• _Tasks to complete_
[a] Answer these questions from the optimism article, one answer per line, marked the same way:
(i) Which two companies' COVID-19 vaccines are cited for high early efficacy rates?
(ii) What word does Albert use to describe how humans are wired for optimism?
(iii) Up to what share of people overestimate the likelihood of positive events?
[b] Pick up the optimism article after its final sentence and continue it.

PITTWIRE — From the COVID-19 pandemic and so-called murder hornets, to a contentious U.S. election season and widespread demands for racial justice, 2020 brought the world numerous, varied challenges. However, there are reasons for optimism in the new year, a trio of University of Pittsburgh experts say: For one, 2020 is soon coming to an end.Another reason is the relatively quick movement of vaccine candidates for COVID-19, as well as the high early efficacy rates for Pfizer and Moderna’s vaccines.
Steven Albert, public health professor and chair of Pitt’s Department Behavioral and Community Health Sciences added that humans are “hardwired” for optimism.
“The majority of people—as many as 80%—overestimate the likelihood of positive events and underestimate negative events,” said Albert, who is also the Philip B. Hallen Endowed Chair in Community Health and Social Justice. And this optimism bias is not a bad thing.

Recorded data

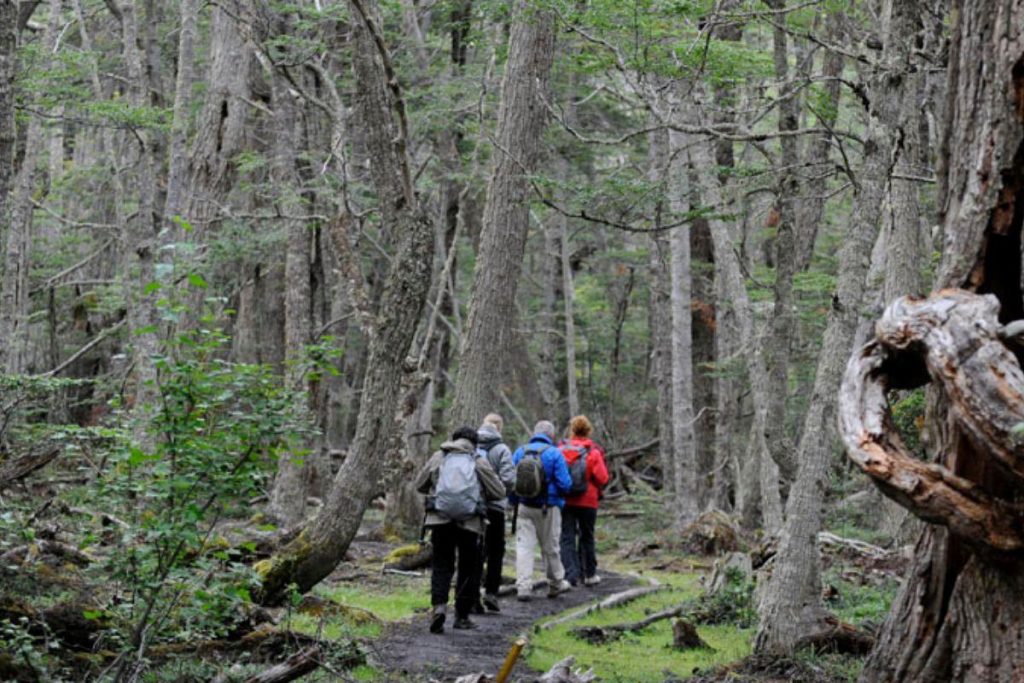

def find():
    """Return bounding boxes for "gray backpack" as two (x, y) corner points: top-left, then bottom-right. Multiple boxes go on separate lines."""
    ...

(515, 446), (548, 500)
(434, 451), (483, 521)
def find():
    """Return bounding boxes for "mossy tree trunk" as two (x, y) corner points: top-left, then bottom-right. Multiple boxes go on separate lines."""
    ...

(258, 0), (434, 603)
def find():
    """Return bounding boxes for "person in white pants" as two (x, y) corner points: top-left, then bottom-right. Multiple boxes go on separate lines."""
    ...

(515, 503), (568, 599)
(511, 420), (572, 600)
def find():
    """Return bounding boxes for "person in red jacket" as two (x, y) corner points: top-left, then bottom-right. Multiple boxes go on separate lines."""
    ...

(559, 415), (608, 586)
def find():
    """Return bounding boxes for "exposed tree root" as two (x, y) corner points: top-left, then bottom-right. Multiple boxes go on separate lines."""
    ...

(535, 579), (663, 631)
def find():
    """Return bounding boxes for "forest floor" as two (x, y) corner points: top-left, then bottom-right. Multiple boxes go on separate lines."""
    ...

(0, 471), (902, 683)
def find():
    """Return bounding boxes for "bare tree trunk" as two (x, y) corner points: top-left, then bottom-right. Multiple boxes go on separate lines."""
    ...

(765, 0), (800, 481)
(164, 0), (199, 229)
(844, 0), (1024, 683)
(0, 0), (61, 375)
(755, 82), (891, 652)
(267, 60), (314, 526)
(0, 0), (18, 224)
(883, 0), (927, 304)
(259, 0), (434, 602)
(669, 132), (699, 530)
(647, 131), (676, 501)
(120, 0), (159, 417)
(689, 136), (778, 524)
(451, 0), (555, 425)
(558, 204), (580, 417)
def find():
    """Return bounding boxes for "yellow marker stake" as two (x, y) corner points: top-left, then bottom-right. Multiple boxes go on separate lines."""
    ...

(495, 636), (526, 683)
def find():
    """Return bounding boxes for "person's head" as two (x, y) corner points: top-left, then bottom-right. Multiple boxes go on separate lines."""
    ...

(452, 427), (477, 445)
(483, 413), (505, 433)
(534, 420), (555, 441)
(569, 415), (594, 438)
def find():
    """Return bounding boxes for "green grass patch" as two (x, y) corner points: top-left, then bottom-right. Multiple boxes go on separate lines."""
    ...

(288, 580), (430, 643)
(527, 572), (754, 683)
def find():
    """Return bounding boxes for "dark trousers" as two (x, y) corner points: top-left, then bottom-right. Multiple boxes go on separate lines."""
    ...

(480, 508), (505, 595)
(430, 522), (480, 616)
(559, 505), (597, 584)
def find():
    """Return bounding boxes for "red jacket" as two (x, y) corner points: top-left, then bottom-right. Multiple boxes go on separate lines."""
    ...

(561, 437), (608, 510)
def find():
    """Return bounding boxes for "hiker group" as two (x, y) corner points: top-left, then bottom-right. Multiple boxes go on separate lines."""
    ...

(416, 413), (608, 633)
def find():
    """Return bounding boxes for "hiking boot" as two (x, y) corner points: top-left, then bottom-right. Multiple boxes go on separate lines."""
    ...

(430, 606), (444, 633)
(452, 616), (477, 631)
(548, 579), (572, 598)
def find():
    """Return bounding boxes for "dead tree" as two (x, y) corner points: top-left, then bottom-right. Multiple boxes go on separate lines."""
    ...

(840, 0), (1024, 682)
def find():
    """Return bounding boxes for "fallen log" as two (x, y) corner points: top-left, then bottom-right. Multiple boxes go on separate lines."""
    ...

(0, 445), (60, 490)
(536, 655), (597, 683)
(534, 579), (663, 631)
(498, 580), (548, 597)
(0, 540), (93, 568)
(239, 645), (321, 683)
(569, 602), (693, 645)
(797, 614), (876, 654)
(384, 543), (434, 571)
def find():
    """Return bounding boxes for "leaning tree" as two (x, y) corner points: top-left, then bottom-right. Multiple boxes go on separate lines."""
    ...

(840, 0), (1024, 682)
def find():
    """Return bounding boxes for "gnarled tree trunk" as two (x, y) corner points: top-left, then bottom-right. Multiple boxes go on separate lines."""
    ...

(259, 0), (434, 602)
(841, 0), (1024, 683)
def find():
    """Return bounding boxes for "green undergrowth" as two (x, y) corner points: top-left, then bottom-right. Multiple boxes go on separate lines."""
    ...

(289, 579), (430, 640)
(527, 572), (753, 683)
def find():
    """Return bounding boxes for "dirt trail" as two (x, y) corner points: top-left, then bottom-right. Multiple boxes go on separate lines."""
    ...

(371, 574), (636, 681)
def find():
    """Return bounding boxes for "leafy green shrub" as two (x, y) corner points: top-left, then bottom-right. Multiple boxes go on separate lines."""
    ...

(100, 318), (308, 667)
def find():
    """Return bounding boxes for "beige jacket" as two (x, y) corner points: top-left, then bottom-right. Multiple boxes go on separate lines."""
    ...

(414, 438), (506, 533)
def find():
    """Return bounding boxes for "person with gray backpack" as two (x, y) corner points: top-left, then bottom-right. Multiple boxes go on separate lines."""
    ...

(414, 427), (506, 633)
(473, 413), (515, 613)
(510, 420), (572, 600)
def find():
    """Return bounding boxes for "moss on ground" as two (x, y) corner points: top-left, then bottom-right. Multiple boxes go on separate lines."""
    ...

(527, 572), (754, 683)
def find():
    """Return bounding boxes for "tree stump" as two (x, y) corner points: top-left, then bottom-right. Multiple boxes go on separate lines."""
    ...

(682, 510), (739, 555)
(672, 618), (712, 650)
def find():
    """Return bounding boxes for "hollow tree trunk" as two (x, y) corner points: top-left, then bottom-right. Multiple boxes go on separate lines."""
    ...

(843, 0), (1024, 683)
(450, 0), (555, 425)
(259, 0), (434, 602)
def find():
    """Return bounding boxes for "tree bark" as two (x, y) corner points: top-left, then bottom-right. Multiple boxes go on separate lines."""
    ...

(450, 0), (555, 425)
(754, 85), (891, 652)
(669, 132), (699, 530)
(844, 0), (1024, 682)
(258, 0), (434, 602)
(765, 0), (800, 481)
(0, 0), (18, 238)
(268, 53), (314, 526)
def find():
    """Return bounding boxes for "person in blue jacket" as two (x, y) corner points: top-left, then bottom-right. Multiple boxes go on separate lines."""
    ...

(509, 420), (572, 600)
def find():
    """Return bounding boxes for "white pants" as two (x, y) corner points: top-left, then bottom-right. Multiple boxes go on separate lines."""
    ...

(515, 505), (565, 595)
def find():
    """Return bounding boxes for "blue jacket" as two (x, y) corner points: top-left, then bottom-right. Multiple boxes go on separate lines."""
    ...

(509, 434), (572, 508)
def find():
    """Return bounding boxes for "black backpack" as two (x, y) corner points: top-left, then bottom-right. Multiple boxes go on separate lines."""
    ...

(515, 446), (548, 499)
(562, 443), (590, 498)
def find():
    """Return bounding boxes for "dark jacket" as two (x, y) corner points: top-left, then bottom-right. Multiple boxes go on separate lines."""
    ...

(413, 438), (505, 533)
(509, 434), (572, 508)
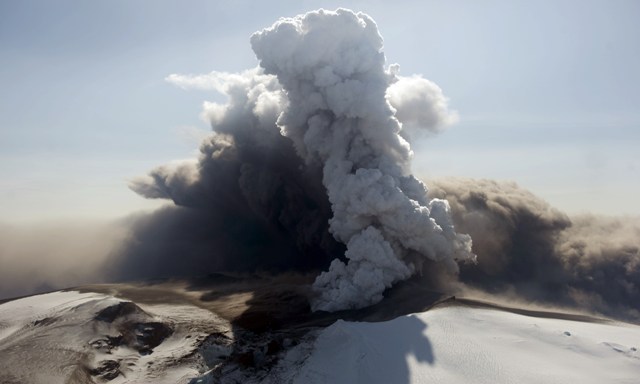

• _Answers to the tasks_
[a]
(i) Pfizer and Moderna
(ii) Hardwired
(iii) As many as 80%

[b]
“People mostly assume things are better than they are. That’s adaptive and possibly necessary for cooperation,” said Albert. “Optimism is also part of resilience. For example, we don’t have much experience with the COVID-19 vaccine, but people are optimistic that it’s going to be available and effective. Never have we developed a vaccine in less than 12 months. It’s extraordinary what we can do when we put our minds to it.”